*SUPPLIED PASSAGE*
§
Hi,
I'm not sure if there's still anyone out there interested in such things,
but here goes!
I've pulled together bits and pieces that various people have done towards
getting a working GNU toolchain (binutils, GCC, etc.) and fixed them up a
bit so that they all work together -- and possibly produce code that'll run
on a real VC4, although I've not been able to test that so far.
This has consisted of:
* Rewriting a bunch of the binutils code so it uses CGEN -- in retrospect,
not such a great idea, because CGEN is kind of lacking in various regards,
particularly with respect to variable-length instruction sets -- but never
mind...
* Hacking CGEN to fix the above lossage.
* Rebasing David Given's GCC bits onto a (then-) current trunk GCC -- a
snapshot from some time before GCC 6.0 forked, IIRC. Fixed a bunch of
things, and stripped some stuff out: the compiler supports basic scalar
instructions, but not some of the trickier ones (no conditional insns, no
ALU+shift insns, no pre/post increment/decrement insns, definitely no
vector insns...).
§
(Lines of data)
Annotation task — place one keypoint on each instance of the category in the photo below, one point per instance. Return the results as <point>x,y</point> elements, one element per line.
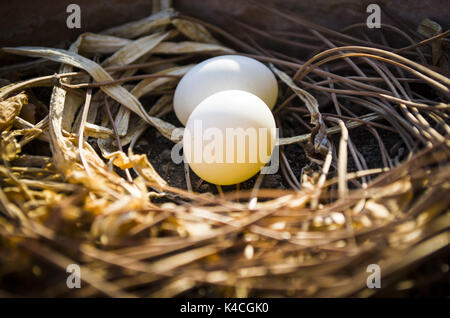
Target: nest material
<point>95,204</point>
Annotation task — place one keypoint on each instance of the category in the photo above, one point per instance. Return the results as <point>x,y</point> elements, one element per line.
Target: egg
<point>229,137</point>
<point>226,72</point>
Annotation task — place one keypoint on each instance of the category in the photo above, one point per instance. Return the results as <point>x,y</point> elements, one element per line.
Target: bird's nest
<point>86,177</point>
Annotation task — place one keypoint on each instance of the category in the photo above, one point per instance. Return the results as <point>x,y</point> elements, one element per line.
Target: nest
<point>363,180</point>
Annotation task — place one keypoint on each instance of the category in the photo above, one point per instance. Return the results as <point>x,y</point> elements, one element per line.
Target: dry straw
<point>133,234</point>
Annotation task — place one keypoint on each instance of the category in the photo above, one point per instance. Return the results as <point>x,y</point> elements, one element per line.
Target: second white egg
<point>222,73</point>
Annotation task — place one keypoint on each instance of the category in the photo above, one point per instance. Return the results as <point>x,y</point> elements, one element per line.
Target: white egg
<point>229,137</point>
<point>223,73</point>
§
*PROBLEMS TO WORK ON*
a) Return, word for word, the part of the VC4 toolchain post between "This has consisted" and "the above lossage.", inclusive.
b) Resume the VC4 toolchain post, beginning immediately after its final line.

*ANSWERS FOR THE TASKS*
a)
This has consisted of:
* Rewriting a bunch of the binutils code so it uses CGEN -- in retrospect,
not such a great idea, because CGEN is kind of lacking in various regards,
particularly with respect to variable-length instruction sets -- but never
mind...
* Hacking CGEN to fix the above lossage.

b)
* Doing a basic Newlib port that supports console output over an (emulated)
mini-UART, startup code, and a few necessary stub functions.
* Tweaking Mathias Gottschlag's "resim" VC4 emulator to use with the GCC
testsuite.
Possible next steps for anyone with the motivation are probably:
* Getting code running on the real hardware! It'd be nice to get a real Pi
substituting for resim in GCC tests (downloading each test successively
over serial, and automatically rebooting on crashes). That means enabling
SDRAM and "pivoting" to a small monitor of some sort from there, I think.
(This is about where I've run out of steam.)
* Incrementally adding more instructions to GCC and (lesserly) binutils.
* Not sure, getting some kind of RTOS running on the VC4, and enabling the
ARM?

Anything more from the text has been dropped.